Testo scelto
________________________________________

Rapropos: il rap e la società francesi raccontati da Luca GricinellaNon è un caso che questa intervista nasca qualche giorno dopo la proclamazione del nuovo premier francese Hollande. Cosa c’entra col rap, vi chiederete. Luca Gricinella è un giornalista free lance già redattore per Alias, Il Manifesto, Rumore, Superfly e altri, autore tra l’altro di un bellissimo articolo sull’incontro tra rap e Islam. Ebbene, attraverso le pagine di “Rapropos” (a proposito di rap nello slang verlan) Gricinella, italianissimo, ci invita nel macrocosmo hip hop francese e ci spiega come questo abbia la peculiarità di influenzare, più di ogni altro genere e più di ogni altra parte del mondo, la sfera politica, sociale e culturale del Paese. Abbiamo avuto il piacere e l’onore di parlare con lui della bagarre Hollande-Sarkozy (e di come i rapper siano entrati nella campagna elettorale), degli spunti sociologici che può offrire il movimento hip hop, de L’Odio di Kassovitz e di cosa può differenziare culturalmente il rap francese da quello italiano e quello americano. Centosettanta pagine, edite da Agenzia X, di notevole fattura. Lettura consigliatissima da myHipHop.it.

Salve Luca, benvenuto sulle nostre pagine. Cominciamo dalla strettissima attualità: Hollande è il nuovo premier francese, dopo aver battuto al secondo turno un Sarkozy in rimonta. Seppure nella famigerata banlieue di Clichy-sous-Bois (il baricentro della rivolta partita nei quartieri dopo l’uccisione di due ragazzi nel 2005) si sia avvertito una rinnovata fiducia nella politica, si può dire che –stando ai dati- la vittoria della sinistra non sia la vittoria dei quartieri popolari, astenuti nella maggior parte dei casi. Come mai?
I quartieri sensibili in Francia sembrano appartenere a un’altra nazione: il paesaggio urbanistico e quello umano differiscono molto da quelli delle città confinanti o distanti pochi km da queste zone. Si compie un breve tragitto in metropolitana o con i treni delle ferrovie suburbane e la sensazione è quella di aver sconfinato. Questo si può considerare un dato di fatto e non è conseguenza di una scelta degli abitanti dei quartieri popolari. Se poi capita che si affermi un politico impegnato a non far sentire francesi i suoi connazionali di origine africana, specie gli oppositori, i disubbidienti o i meno abbienti, la reazione può anche determinare un inasprimento del conflitto e un’ulteriore chiusura, aumentando di fatto l’esclusione di un’intera fascia di popolazione dalla vita di un paese. Di recente nei reportage sull’astensionismo nelle banlieue si è sentito anche dire che è dal 1981, dall’anno in cui è stato eletto il primo presidente di sinistra, Mitterand, che i “banlieusard” aspettano di vedere il cambiamento. E a dirlo era un ventenne. La disillusione è radicata. Che poi in queste elezioni abbia fatto la sua parte la tentazione di sbarazzarsi del politico che si è proposto come nemico pubblico numero uno delle banlieue, è probabile. Essersi sbarazzati di Sarkozy è stato il primo, necessario passo per ricominciare a sperare.

________________________________________

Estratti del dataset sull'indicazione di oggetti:
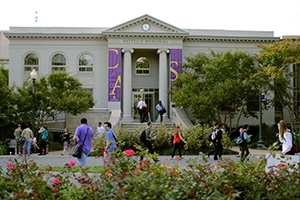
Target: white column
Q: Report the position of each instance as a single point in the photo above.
(127, 84)
(163, 77)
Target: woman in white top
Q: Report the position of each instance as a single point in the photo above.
(286, 138)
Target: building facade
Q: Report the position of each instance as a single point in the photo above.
(137, 59)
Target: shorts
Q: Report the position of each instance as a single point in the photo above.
(107, 158)
(82, 160)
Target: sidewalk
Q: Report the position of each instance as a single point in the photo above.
(254, 151)
(57, 154)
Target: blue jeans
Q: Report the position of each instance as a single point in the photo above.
(82, 160)
(27, 146)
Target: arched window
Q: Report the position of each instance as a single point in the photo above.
(31, 61)
(142, 66)
(86, 63)
(58, 62)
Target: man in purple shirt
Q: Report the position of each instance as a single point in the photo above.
(111, 145)
(83, 135)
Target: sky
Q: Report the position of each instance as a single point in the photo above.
(282, 17)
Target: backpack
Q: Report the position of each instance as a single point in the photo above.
(143, 136)
(294, 147)
(213, 134)
(241, 138)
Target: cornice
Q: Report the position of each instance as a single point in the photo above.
(54, 36)
(178, 36)
(145, 35)
(231, 39)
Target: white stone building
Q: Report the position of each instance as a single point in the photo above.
(139, 58)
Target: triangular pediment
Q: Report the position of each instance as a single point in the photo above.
(145, 24)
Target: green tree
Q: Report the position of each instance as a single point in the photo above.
(281, 61)
(218, 84)
(56, 93)
(5, 98)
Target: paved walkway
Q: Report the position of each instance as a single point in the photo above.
(54, 158)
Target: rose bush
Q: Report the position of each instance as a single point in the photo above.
(131, 179)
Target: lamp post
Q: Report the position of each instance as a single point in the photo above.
(33, 76)
(262, 97)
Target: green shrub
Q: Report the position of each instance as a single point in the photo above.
(196, 138)
(129, 178)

________________________________________

Da fare
a: Nell'intervista sul rap francese, quale editore ha pubblicato "Rapropos"?
b: Dite se ciascuna affermazione è in accordo con l'intervista sul rap francese, rispondendo sì o no e citando le parole decisive: (i) "Rapropos" significa "a proposito di rap" nello slang verlan; (ii) secondo Gricinella, la distanza dei quartieri sensibili dal resto del paese dipende da una scelta dei loro abitanti; (iii) il libro conta centosettanta pagine.

Risposte ai compiti
a: Agenzia X.

b:
(i) Sì: «(a proposito di rap nello slang verlan)».
(ii) No: «non è conseguenza di una scelta degli abitanti dei quartieri popolari».
(iii) Sì: «Centosettanta pagine, edite da Agenzia X».